___ Entries shown ___

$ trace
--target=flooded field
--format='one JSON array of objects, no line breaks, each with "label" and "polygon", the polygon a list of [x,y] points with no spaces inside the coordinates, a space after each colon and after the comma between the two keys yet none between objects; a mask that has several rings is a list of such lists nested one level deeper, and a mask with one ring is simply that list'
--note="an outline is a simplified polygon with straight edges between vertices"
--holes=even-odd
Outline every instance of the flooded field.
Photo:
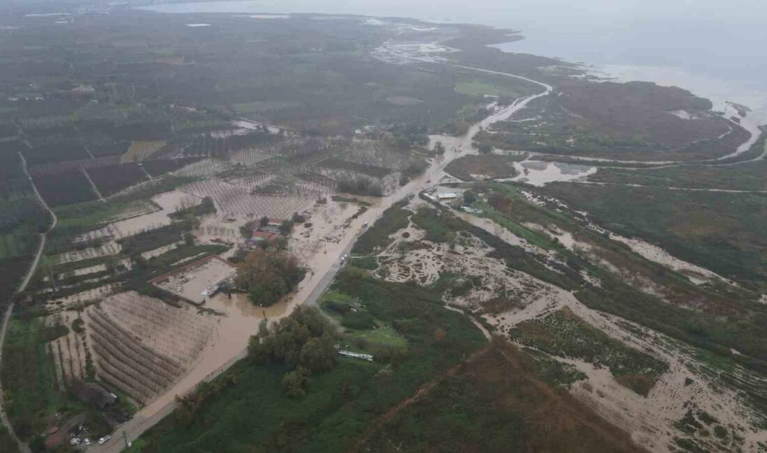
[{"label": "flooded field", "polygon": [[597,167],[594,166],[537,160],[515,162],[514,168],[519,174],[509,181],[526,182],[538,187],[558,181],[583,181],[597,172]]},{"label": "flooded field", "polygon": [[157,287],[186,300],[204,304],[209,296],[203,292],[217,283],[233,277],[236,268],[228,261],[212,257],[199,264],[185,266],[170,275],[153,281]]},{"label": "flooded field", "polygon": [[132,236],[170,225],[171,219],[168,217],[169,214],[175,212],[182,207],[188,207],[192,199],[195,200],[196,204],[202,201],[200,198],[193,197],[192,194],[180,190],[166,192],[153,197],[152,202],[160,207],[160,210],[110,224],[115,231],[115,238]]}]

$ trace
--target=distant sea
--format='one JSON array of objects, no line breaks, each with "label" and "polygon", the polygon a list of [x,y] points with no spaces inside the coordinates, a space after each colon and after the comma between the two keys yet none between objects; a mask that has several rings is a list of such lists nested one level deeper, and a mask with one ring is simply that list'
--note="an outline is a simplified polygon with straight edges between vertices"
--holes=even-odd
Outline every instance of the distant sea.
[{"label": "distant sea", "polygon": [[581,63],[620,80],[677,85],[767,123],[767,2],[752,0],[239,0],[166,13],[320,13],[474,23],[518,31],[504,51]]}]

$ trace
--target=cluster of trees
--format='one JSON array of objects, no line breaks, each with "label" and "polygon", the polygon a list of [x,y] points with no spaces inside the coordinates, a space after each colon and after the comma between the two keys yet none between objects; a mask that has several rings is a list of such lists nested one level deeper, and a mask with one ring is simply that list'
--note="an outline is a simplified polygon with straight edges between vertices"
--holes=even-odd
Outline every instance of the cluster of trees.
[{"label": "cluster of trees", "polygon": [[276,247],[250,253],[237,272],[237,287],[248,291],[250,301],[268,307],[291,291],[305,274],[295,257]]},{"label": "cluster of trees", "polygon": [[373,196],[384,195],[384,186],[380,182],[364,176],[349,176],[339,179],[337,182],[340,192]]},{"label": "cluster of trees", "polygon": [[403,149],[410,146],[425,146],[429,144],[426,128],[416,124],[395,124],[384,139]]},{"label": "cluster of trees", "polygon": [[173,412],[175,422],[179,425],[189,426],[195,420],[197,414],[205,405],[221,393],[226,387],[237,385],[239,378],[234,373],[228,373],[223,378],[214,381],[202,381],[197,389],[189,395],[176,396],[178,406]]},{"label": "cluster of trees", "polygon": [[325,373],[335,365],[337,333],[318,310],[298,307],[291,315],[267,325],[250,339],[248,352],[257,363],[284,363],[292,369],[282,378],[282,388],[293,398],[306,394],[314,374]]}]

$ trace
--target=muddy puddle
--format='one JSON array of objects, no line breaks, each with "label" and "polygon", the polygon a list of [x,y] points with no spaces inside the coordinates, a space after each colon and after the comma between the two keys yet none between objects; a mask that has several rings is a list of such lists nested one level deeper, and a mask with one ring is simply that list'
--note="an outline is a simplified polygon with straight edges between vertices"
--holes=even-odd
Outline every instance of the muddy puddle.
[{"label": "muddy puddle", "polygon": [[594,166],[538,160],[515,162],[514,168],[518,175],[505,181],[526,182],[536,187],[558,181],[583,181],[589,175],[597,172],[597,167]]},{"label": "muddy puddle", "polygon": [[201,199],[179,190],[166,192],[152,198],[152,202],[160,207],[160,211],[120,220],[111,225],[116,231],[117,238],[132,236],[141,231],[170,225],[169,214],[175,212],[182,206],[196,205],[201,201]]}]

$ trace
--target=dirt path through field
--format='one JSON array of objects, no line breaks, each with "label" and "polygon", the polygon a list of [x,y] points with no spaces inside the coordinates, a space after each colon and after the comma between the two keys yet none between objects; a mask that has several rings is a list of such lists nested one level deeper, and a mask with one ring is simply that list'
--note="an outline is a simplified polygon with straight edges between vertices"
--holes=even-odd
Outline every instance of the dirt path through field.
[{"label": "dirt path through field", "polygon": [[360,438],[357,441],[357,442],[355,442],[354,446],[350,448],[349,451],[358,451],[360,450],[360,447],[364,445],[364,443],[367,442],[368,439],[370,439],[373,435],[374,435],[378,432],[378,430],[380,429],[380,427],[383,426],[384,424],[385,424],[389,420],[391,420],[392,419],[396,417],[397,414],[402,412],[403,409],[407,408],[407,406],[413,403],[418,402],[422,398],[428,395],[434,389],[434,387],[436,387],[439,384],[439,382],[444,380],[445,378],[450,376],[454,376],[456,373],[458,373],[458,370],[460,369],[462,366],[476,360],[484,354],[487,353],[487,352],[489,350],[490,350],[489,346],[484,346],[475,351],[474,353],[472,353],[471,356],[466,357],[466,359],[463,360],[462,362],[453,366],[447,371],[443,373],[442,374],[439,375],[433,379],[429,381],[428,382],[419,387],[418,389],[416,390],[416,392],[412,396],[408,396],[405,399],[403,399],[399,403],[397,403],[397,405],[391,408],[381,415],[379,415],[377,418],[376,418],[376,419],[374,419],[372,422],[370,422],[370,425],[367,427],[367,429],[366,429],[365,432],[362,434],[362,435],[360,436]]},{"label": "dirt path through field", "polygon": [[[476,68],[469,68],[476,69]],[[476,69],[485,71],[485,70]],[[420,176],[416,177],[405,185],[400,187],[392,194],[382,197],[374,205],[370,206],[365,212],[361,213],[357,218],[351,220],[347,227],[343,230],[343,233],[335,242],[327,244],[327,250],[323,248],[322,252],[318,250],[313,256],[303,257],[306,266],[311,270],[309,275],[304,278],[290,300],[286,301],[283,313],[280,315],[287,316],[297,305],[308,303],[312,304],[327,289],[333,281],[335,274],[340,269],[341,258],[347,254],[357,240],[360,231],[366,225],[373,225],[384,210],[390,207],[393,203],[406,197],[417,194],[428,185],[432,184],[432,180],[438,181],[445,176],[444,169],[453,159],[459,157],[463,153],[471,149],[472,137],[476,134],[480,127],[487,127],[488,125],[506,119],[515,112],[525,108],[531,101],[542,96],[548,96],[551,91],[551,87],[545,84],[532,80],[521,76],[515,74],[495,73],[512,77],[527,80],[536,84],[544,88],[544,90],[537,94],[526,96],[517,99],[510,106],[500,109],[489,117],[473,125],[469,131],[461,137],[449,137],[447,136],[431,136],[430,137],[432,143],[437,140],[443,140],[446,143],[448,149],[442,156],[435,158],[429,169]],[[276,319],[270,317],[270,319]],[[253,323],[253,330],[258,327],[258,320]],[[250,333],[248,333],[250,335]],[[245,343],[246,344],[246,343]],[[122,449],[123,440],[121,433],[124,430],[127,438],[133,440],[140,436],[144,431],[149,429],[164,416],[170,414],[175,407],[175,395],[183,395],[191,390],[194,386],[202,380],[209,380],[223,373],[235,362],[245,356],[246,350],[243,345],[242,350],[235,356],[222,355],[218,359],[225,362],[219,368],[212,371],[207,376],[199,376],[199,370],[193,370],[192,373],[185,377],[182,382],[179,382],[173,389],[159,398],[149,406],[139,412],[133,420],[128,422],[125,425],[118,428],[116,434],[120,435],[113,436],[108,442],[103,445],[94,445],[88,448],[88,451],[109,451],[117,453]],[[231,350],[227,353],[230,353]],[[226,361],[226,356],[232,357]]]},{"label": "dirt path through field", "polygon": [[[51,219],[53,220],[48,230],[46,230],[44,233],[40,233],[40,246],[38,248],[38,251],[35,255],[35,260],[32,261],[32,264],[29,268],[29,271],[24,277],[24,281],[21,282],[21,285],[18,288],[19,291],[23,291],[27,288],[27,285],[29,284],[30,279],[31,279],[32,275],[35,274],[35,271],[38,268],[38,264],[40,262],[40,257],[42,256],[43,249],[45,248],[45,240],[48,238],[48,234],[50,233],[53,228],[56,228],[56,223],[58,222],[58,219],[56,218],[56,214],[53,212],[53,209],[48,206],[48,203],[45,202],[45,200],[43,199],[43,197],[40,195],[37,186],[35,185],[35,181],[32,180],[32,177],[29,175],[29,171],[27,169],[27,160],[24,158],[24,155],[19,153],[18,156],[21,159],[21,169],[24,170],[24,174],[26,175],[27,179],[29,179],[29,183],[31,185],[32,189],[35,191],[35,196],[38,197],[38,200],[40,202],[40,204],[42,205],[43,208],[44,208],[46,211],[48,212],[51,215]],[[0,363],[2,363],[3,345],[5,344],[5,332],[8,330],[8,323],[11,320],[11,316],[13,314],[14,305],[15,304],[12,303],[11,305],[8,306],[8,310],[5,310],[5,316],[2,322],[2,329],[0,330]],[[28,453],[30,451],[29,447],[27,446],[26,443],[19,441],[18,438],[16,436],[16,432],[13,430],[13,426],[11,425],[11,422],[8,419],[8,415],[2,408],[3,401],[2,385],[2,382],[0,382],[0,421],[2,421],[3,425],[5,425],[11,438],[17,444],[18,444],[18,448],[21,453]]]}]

___

> What is needed: Report each line of the material above that holds the string "target", copying every such line in full.

> Written answer:
--target=flooded field
--target=distant sea
--target=cluster of trees
--target=muddy puddle
--target=dirt path through field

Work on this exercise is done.